• _The exercise_: Put the material into a Markdown table with the columns "Row" and "Line," giving each nonblank line its own numbered row. Begin at the line that has "--target thick table top" and stop after the line that has "[[[9,98],[9,97],[13,97],[14,94],[7,94],[7,95],[0,95],[0,98]]]".

• _Exercise data_:
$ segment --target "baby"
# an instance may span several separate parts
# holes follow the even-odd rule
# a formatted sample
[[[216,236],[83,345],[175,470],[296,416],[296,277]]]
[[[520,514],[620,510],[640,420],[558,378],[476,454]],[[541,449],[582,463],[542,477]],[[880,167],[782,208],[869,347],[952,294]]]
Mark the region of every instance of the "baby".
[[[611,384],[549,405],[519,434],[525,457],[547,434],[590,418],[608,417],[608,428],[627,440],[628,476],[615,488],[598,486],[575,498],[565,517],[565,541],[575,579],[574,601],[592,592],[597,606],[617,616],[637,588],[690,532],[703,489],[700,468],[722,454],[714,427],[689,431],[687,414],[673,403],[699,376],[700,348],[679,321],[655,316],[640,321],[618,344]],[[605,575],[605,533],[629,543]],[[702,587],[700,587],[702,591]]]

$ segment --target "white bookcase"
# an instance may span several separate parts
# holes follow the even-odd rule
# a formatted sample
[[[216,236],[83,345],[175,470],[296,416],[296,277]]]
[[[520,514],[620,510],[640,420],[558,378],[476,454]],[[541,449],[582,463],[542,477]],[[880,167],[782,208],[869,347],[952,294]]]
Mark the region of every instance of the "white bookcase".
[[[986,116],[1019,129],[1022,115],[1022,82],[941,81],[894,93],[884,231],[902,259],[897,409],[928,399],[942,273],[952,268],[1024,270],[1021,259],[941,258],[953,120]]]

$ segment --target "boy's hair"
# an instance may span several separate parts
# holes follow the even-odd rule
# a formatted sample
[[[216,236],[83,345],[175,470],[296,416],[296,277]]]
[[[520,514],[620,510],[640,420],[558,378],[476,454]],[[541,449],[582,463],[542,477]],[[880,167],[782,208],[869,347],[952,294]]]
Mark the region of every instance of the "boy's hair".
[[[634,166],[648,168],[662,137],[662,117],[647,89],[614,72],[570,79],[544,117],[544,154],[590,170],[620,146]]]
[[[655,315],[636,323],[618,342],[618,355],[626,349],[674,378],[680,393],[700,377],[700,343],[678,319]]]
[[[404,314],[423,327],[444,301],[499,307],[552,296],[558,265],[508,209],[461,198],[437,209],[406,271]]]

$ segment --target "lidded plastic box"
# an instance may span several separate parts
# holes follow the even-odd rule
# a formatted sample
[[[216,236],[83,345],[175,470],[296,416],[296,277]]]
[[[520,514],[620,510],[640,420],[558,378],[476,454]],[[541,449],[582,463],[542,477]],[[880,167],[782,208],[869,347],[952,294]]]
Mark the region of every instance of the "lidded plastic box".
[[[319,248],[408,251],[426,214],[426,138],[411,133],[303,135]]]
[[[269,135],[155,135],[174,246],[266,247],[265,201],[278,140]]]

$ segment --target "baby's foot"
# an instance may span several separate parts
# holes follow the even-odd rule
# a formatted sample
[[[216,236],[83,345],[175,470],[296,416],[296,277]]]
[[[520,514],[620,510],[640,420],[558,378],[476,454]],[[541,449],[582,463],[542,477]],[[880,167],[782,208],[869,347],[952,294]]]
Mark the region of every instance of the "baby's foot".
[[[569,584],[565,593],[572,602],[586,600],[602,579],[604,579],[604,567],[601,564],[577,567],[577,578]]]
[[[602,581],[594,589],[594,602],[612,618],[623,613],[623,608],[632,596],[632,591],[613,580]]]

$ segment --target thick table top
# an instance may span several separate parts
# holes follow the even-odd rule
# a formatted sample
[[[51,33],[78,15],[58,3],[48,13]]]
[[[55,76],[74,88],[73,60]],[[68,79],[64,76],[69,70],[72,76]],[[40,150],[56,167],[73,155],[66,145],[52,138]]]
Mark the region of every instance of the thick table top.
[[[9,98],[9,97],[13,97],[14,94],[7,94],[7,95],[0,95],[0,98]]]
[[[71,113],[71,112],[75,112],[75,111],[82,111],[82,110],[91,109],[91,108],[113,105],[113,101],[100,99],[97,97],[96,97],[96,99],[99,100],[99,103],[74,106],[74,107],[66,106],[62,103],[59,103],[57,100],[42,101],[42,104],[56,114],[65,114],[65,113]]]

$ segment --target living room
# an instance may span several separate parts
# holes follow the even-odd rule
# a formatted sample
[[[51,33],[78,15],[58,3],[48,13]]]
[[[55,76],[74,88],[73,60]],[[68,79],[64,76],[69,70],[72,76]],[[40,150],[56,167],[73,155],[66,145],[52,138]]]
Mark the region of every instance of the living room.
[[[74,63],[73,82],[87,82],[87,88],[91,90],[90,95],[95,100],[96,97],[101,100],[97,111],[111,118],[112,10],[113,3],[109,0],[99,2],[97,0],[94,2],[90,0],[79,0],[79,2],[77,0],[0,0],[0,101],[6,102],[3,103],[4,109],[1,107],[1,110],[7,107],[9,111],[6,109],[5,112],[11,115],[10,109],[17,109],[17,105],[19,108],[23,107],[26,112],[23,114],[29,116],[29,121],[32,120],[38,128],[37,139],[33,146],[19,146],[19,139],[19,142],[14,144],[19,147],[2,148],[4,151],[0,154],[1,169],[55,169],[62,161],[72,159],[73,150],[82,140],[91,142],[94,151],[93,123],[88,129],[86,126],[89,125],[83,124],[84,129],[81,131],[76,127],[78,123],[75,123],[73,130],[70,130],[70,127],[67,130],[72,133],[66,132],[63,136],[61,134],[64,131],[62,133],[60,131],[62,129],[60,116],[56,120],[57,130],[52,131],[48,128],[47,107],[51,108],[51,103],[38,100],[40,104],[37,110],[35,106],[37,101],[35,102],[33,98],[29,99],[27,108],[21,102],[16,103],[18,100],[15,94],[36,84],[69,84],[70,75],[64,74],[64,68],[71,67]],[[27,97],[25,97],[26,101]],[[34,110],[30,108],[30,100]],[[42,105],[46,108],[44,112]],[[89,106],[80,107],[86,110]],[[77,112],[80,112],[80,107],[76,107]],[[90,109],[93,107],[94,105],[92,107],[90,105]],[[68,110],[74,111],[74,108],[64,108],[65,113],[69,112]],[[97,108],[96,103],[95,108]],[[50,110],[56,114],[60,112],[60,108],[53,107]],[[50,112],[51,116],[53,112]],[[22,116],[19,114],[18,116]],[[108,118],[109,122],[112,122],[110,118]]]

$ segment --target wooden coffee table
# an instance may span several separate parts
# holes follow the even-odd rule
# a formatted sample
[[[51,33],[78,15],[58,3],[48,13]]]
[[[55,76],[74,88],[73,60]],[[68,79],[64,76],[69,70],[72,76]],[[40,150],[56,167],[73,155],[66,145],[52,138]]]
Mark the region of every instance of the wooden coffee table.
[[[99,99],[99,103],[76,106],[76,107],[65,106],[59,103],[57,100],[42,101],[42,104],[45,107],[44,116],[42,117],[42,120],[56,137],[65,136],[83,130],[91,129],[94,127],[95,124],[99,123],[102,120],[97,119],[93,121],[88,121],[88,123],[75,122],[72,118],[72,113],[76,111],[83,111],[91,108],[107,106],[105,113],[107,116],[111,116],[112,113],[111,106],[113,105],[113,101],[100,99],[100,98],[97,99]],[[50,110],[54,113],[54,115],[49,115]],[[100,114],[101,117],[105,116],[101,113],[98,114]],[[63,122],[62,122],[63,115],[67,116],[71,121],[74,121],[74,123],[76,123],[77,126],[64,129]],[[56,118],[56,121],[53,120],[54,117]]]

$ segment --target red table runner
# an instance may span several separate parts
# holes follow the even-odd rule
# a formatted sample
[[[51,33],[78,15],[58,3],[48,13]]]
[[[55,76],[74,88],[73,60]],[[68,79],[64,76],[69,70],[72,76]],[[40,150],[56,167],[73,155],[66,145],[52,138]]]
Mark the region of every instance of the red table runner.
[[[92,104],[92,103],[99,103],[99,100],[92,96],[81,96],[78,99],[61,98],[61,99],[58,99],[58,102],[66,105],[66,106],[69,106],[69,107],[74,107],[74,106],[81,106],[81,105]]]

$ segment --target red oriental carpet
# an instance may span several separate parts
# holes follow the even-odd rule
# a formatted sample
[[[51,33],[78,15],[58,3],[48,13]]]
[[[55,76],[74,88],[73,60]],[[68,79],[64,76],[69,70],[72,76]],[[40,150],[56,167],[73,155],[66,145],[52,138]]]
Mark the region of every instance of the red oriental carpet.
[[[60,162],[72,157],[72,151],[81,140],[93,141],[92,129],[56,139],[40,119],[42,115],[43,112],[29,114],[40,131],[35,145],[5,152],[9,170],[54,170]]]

* * *

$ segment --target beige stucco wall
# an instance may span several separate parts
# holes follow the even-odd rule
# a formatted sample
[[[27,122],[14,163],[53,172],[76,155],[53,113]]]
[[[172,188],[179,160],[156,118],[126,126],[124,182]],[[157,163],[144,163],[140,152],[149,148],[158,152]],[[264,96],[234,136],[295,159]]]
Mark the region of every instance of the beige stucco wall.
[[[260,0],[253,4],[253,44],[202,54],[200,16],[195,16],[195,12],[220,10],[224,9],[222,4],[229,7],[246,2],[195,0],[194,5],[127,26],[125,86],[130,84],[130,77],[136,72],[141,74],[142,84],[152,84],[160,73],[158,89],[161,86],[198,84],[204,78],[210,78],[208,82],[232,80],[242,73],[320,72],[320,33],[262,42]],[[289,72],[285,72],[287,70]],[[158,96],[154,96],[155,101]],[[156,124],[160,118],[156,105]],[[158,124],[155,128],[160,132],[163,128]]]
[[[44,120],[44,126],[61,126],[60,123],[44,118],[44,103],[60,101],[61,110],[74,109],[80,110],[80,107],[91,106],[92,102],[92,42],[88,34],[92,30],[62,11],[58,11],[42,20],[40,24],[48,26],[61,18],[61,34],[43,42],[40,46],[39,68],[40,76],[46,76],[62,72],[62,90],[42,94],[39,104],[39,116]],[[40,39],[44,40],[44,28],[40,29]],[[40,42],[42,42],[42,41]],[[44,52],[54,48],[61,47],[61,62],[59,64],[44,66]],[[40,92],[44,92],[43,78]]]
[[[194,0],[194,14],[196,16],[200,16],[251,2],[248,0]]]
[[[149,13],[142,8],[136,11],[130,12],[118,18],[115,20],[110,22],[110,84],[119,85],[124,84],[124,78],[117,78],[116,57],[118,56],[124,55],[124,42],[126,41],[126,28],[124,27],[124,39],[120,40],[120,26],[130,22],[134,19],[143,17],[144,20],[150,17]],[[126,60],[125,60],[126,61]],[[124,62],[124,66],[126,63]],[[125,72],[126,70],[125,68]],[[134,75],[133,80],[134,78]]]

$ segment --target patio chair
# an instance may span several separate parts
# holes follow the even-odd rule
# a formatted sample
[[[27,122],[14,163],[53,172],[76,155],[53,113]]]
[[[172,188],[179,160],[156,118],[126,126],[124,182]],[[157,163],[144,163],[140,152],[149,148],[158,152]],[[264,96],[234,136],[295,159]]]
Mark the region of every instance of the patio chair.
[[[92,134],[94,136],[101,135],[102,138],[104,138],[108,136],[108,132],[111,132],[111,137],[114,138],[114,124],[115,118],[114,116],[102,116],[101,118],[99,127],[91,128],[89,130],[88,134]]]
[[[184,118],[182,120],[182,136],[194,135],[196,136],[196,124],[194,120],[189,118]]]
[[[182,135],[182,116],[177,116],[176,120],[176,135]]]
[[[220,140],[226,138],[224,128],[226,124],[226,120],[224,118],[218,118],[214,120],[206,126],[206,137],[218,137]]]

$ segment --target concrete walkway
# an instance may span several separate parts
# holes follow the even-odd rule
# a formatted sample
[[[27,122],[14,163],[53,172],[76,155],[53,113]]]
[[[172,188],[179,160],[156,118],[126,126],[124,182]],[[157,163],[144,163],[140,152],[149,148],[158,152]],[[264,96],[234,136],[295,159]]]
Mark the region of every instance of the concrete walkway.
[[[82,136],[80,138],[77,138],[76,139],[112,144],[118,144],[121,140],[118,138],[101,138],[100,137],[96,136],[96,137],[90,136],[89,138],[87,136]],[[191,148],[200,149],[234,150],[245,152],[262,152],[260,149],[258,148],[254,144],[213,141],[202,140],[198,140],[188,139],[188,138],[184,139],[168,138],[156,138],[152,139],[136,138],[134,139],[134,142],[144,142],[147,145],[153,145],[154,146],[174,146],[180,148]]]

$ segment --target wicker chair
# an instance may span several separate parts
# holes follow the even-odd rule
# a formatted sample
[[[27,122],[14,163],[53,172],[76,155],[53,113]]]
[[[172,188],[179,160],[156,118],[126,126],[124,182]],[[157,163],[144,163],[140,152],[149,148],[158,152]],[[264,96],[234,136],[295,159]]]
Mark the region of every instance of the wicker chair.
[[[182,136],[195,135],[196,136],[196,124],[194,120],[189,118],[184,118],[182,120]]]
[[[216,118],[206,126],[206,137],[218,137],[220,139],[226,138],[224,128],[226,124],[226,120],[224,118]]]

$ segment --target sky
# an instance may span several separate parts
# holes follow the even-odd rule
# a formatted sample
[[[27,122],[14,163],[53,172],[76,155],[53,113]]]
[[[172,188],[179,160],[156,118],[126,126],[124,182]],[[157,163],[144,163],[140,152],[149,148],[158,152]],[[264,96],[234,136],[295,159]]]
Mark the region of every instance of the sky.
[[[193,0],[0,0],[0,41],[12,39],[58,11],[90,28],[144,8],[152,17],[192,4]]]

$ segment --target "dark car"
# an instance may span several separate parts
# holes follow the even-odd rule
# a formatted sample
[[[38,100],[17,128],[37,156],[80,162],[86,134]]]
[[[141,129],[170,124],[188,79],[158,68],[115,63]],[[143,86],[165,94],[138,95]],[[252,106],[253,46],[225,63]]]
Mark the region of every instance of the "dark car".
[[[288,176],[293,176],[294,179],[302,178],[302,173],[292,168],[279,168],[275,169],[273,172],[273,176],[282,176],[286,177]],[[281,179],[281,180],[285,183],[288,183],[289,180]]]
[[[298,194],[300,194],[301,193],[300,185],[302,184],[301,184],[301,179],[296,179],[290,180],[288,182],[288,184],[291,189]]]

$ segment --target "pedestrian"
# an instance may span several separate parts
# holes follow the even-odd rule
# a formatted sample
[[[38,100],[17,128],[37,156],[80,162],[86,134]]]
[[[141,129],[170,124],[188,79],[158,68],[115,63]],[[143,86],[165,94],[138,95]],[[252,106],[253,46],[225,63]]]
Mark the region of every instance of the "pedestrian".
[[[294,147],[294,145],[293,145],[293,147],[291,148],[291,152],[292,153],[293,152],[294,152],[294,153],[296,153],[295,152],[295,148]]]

* * *

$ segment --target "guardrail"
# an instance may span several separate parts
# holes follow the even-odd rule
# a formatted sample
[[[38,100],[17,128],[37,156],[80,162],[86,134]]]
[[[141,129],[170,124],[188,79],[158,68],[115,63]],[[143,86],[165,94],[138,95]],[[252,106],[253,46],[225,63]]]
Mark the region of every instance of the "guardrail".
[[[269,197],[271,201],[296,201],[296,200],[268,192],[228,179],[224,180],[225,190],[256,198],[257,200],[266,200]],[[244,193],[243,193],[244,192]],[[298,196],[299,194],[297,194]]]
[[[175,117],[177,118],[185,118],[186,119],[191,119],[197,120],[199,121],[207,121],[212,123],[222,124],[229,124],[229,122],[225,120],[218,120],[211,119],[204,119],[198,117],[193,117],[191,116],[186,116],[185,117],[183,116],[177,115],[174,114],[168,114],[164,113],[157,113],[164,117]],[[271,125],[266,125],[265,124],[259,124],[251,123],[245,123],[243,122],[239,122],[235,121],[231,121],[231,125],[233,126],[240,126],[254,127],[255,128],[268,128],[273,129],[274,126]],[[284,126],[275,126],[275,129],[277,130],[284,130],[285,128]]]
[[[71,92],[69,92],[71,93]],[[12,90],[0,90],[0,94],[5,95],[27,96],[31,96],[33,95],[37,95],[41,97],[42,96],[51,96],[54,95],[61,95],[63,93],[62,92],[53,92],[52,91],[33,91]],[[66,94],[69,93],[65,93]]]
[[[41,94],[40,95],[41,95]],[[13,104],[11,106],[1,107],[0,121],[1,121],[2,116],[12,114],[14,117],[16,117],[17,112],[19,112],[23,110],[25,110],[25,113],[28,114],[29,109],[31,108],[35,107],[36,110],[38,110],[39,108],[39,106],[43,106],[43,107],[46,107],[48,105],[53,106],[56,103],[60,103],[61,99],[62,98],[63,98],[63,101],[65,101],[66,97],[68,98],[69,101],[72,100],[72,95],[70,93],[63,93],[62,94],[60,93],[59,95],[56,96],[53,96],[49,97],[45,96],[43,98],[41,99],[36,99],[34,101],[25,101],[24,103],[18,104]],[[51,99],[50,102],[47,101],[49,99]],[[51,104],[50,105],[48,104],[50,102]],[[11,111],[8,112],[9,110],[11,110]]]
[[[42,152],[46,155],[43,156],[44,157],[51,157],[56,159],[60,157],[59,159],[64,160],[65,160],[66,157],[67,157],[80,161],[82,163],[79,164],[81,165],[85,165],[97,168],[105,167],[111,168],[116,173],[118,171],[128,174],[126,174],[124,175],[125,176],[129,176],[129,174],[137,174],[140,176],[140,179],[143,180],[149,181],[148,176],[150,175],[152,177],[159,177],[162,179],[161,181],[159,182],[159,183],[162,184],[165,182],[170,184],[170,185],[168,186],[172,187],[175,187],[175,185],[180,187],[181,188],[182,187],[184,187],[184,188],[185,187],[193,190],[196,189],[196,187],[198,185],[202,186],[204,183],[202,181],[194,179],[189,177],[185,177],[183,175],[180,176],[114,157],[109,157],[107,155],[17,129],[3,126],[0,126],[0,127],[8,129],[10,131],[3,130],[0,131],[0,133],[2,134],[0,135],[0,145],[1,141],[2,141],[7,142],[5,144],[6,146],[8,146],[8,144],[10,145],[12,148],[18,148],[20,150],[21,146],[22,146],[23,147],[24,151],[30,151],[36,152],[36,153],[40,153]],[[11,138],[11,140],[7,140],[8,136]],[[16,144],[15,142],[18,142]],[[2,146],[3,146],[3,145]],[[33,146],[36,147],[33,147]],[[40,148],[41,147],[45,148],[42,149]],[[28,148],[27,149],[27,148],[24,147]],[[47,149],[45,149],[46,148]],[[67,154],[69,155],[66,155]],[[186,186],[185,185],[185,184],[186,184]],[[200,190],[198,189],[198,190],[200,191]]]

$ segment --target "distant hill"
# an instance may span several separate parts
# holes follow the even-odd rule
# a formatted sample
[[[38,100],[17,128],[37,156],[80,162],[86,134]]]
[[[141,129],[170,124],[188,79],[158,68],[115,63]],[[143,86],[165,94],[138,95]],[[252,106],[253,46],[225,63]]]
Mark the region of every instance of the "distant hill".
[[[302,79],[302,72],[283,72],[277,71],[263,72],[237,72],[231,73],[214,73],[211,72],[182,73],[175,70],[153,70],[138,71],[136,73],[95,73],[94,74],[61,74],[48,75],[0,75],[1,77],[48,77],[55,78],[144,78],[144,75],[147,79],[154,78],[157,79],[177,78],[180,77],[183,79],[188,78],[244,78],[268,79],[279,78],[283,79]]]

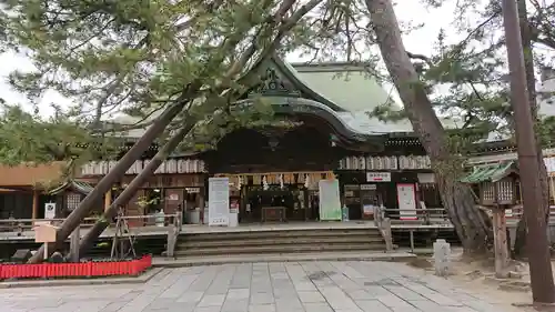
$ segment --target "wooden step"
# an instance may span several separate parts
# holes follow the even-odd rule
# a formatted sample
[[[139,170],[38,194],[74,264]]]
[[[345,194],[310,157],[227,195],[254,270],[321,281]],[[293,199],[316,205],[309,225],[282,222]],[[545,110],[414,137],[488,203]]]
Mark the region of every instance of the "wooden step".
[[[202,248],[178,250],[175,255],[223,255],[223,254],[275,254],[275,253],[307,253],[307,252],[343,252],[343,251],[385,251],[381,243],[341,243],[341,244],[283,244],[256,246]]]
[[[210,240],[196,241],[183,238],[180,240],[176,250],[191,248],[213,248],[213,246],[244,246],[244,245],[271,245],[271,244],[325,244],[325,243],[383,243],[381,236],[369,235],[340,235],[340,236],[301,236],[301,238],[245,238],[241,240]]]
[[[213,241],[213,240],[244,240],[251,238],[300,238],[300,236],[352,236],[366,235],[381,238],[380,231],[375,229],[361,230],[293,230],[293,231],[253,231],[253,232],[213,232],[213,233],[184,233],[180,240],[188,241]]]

• _Result below_:
| Row | Line |
|---|---|
| 1 | $ segment --target thick table top |
| 2 | # an instance may span several separate parts |
| 3 | # holes follow the even-odd rule |
| 4 | # a formatted sample |
| 5 | [[[51,33],[78,15],[58,3],[48,13]]] |
| 6 | [[[55,76],[74,88],[73,60]],[[68,79],[64,76],[69,70],[72,76]],[[40,150],[56,167],[73,155],[66,145],[52,138]]] |
| 7 | Mark the region of every instance of the thick table top. |
| 8 | [[[9,98],[9,97],[13,97],[14,94],[7,94],[7,95],[0,95],[0,98]]] |